Data for this exercise:
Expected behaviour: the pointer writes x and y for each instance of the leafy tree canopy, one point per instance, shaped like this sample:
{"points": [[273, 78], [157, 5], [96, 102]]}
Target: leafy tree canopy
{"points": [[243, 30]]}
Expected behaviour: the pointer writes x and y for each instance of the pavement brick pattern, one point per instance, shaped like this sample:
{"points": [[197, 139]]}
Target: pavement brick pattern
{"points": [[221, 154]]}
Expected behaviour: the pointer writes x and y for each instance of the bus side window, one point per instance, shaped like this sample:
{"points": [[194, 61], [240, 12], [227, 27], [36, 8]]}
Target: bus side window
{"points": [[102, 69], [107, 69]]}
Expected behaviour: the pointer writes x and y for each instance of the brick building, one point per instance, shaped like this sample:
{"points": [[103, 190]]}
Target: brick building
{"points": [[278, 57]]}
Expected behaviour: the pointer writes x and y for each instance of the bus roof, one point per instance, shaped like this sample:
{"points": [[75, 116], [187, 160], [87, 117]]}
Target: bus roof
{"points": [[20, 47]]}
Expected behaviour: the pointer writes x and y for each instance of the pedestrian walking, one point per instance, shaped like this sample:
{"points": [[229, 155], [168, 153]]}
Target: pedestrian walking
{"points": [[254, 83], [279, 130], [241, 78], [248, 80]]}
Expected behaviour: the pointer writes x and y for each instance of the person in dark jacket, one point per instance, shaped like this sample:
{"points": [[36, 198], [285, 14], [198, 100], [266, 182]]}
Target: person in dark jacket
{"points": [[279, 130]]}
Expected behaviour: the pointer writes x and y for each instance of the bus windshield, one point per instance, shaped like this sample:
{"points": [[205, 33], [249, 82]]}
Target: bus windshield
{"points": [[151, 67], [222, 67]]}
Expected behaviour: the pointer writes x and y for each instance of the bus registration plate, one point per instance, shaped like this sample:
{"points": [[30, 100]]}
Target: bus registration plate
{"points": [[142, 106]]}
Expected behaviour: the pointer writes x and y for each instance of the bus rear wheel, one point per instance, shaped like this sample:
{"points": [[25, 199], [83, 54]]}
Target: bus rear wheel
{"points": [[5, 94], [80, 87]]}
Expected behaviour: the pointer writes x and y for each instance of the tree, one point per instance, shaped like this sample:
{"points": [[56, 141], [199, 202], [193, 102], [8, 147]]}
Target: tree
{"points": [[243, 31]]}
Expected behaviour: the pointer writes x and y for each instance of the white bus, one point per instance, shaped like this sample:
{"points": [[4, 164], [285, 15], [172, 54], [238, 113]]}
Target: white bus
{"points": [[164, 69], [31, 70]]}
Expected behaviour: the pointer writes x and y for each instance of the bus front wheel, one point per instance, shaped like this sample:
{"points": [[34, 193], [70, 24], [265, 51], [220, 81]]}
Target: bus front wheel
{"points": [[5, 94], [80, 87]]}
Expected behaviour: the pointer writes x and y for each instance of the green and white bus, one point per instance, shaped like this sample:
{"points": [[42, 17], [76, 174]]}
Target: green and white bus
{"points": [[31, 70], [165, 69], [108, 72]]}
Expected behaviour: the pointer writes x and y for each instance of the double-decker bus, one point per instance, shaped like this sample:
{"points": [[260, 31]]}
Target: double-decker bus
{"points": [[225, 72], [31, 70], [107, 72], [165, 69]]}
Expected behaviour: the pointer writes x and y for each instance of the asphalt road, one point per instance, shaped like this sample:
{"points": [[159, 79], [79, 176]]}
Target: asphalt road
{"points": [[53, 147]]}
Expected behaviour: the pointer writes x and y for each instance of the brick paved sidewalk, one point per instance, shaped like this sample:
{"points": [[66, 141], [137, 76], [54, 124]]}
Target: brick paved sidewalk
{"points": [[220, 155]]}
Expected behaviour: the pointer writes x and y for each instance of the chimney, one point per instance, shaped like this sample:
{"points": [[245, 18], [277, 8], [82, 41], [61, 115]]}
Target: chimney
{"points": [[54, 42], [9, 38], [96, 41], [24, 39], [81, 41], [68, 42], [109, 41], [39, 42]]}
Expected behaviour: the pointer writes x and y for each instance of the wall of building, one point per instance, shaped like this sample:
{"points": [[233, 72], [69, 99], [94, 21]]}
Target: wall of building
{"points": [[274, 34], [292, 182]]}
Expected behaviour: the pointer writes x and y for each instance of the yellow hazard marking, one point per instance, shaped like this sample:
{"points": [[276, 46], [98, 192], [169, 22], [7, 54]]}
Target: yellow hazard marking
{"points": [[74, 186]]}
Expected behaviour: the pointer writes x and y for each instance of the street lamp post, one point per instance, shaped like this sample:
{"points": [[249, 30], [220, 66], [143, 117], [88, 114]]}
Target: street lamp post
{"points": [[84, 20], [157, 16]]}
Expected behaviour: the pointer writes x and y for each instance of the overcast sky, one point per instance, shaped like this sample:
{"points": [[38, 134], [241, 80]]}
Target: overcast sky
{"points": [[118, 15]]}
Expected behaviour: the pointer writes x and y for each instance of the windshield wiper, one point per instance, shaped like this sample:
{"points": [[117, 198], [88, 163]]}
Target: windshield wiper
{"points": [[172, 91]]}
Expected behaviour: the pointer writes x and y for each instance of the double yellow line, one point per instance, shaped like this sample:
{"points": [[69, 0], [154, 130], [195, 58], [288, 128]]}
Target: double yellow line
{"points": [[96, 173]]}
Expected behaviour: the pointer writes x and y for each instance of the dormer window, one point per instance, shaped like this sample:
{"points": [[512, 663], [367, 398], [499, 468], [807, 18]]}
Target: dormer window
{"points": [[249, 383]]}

Goal of the exercise:
Write the data from above out again, exactly.

Correct answer:
Expected behaviour: the pointer writes x and y for each instance of the leafy tree canopy, one point per instance, shaped like this sample:
{"points": [[273, 78], [157, 5], [96, 102]]}
Target: leafy tree canopy
{"points": [[243, 30]]}
Expected behaviour: the pointer writes x and y for each instance of the pavement brick pattern, one point per instance, shaped like this sample:
{"points": [[197, 139]]}
Target: pavement brick pattern
{"points": [[221, 154]]}
Expected behaviour: the pointer writes x and y for each instance of the bus side window, one point per instance, shaped like this sample:
{"points": [[194, 61], [240, 12], [227, 27], [36, 8]]}
Target: bus side window
{"points": [[102, 69], [107, 69]]}
Expected behaviour: the pointer writes x and y for each instance of the brick building, one point per instance, shaped like this sample:
{"points": [[103, 190]]}
Target: brick building
{"points": [[278, 57]]}
Expected behaviour: the pointer writes x and y for each instance of the bus roof, one point per instance, shaped like this sample:
{"points": [[75, 116], [187, 160], [87, 117]]}
Target: bus roof
{"points": [[20, 47]]}
Expected behaviour: the pointer writes x and y for each instance of the pedestrian walking, one point per instance, shaped like this sample:
{"points": [[229, 155], [168, 153]]}
Target: pedestrian walking
{"points": [[254, 83], [279, 130], [241, 78], [248, 80]]}
Expected behaviour: the pointer writes x and y for each instance of the person in dark jacket, one point per instance, shaped like this sample:
{"points": [[36, 198], [285, 14], [198, 100], [266, 182]]}
Target: person in dark jacket
{"points": [[279, 130]]}
Expected behaviour: the pointer writes x and y for each instance of the bus windshield, one point per instance, shaped like this sample:
{"points": [[205, 33], [249, 82]]}
Target: bus windshield
{"points": [[151, 67], [222, 67]]}
Expected behaviour: the pointer writes x and y for each instance of the bus registration plate, one point per instance, shaped like this sample:
{"points": [[30, 100]]}
Target: bus registration plate
{"points": [[142, 106]]}
Expected behaviour: the pointer writes x and y for each instance of the bus rear wheel, one point per instance, shaped like this sample:
{"points": [[25, 199], [83, 54]]}
Target: bus rear wheel
{"points": [[5, 94], [80, 87]]}
Expected behaviour: the pointer writes x and y for each instance of the tree, one point per instance, shaped like this sample:
{"points": [[56, 141], [199, 202], [193, 102], [8, 147]]}
Target: tree
{"points": [[243, 31]]}
Expected behaviour: the pointer writes x and y for each instance of the white bus, one point per instance, shaped like this sample:
{"points": [[4, 164], [285, 15], [172, 54], [238, 113]]}
Target: white bus
{"points": [[164, 69], [31, 70]]}
Expected behaviour: the pointer writes x and y for each instance of the bus front wheel, one point per instance, shaped like this sample:
{"points": [[34, 193], [70, 24], [265, 51], [220, 81]]}
Target: bus front wheel
{"points": [[5, 94], [80, 87]]}
Expected behaviour: the pointer writes x and y for each instance of the green and white bus, one point per instance, shaped like this sample:
{"points": [[42, 17], [76, 174]]}
Target: green and white bus
{"points": [[31, 70], [165, 69], [108, 72]]}
Expected behaviour: the pointer writes x and y for each instance of the double-decker bus, one point per instance, shaped like this sample:
{"points": [[260, 31]]}
Target: double-decker bus
{"points": [[225, 72], [31, 70], [107, 72], [165, 69]]}
Expected behaviour: the pointer writes x and y for each instance of the asphalt road, one point per instance, shaped like this sample:
{"points": [[159, 79], [79, 176]]}
Target: asphalt road
{"points": [[53, 147]]}
Expected behaviour: the pointer writes x and y for each instance of the brick paved sidewalk, one point per instance, shaped like this sample:
{"points": [[66, 141], [137, 76], [54, 124]]}
Target: brick paved sidewalk
{"points": [[220, 155]]}
Expected behaviour: the pointer writes x and y for each instance of the chimney, one point per instance, shaped like this sample:
{"points": [[245, 18], [277, 8], [82, 41], [61, 115]]}
Target: chimney
{"points": [[54, 42], [9, 38], [96, 41], [24, 39], [81, 41], [68, 42], [109, 41], [39, 42]]}
Expected behaviour: the pointer writes x and y for each instance of the wall of building, one point per instance, shaped like this sample:
{"points": [[233, 72], [69, 99], [94, 21]]}
Target: wall of building
{"points": [[274, 34], [292, 182]]}
Expected behaviour: the pointer writes x and y for each instance of the yellow hazard marking, one point per instance, shaped like this sample:
{"points": [[276, 46], [98, 192], [169, 22], [7, 54]]}
Target: yellow hazard marking
{"points": [[74, 186]]}
Expected behaviour: the pointer writes x and y for each instance of the street lamp post, one point per instance, shaped like this sample:
{"points": [[249, 30], [220, 66], [143, 117], [88, 114]]}
Target: street lamp post
{"points": [[84, 20], [157, 16]]}
Expected behaviour: the pointer writes x and y for each instance of the overcast sky, one point per instance, shaped like this sample:
{"points": [[38, 134], [241, 80]]}
Target: overcast sky
{"points": [[118, 15]]}
Expected behaviour: the pointer writes x and y for each instance of the windshield wiper, one point per instance, shaped like this sample:
{"points": [[117, 198], [88, 163]]}
Target: windshield wiper
{"points": [[172, 91]]}
Expected behaviour: the pointer writes x and y for each instance of the double yellow line, one point per instance, shaped like this sample:
{"points": [[69, 0], [154, 130], [195, 58], [288, 128]]}
Target: double yellow line
{"points": [[96, 173]]}
Expected behaviour: the pointer writes x and y for each instance of the dormer window, one point per instance, shaped like this sample:
{"points": [[512, 663], [367, 398], [499, 468], [807, 18]]}
Target: dormer window
{"points": [[249, 383]]}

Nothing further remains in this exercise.